■ DO THIS
Copy the lines below without any change, beginning with the line that contains "Question. Mark every instance of the black" and ending after the line that contains "x=204 y=158".

■ SUPPLIED DATA
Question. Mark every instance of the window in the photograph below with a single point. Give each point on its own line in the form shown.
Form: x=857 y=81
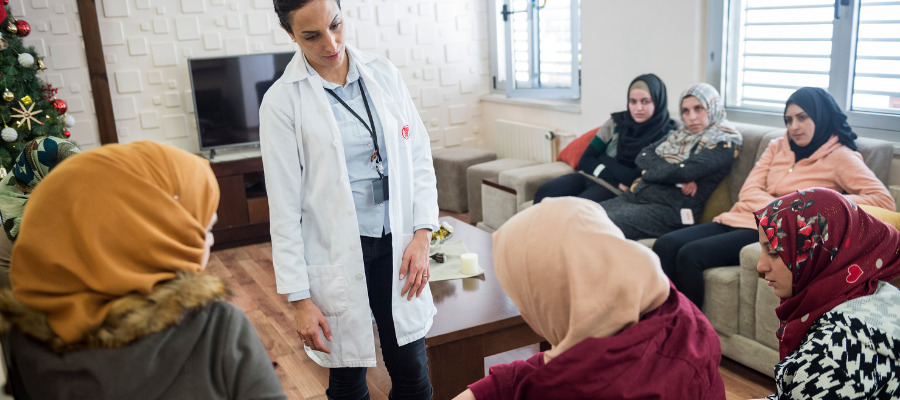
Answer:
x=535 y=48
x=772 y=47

==

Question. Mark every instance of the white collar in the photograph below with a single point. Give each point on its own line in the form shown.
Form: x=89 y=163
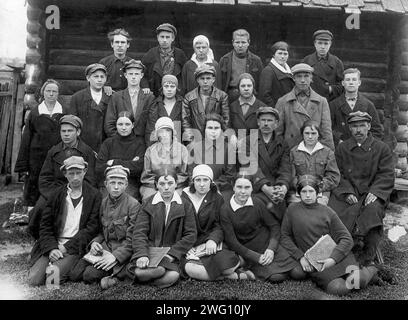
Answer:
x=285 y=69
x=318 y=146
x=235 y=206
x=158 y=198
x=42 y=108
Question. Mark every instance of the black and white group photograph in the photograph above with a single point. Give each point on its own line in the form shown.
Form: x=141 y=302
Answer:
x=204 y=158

■ RESULT
Question. Mark every instance of the black and white group photograph in the photograph above with a single point. Give each point on its own line in the form shown.
Form: x=141 y=302
Answer:
x=204 y=158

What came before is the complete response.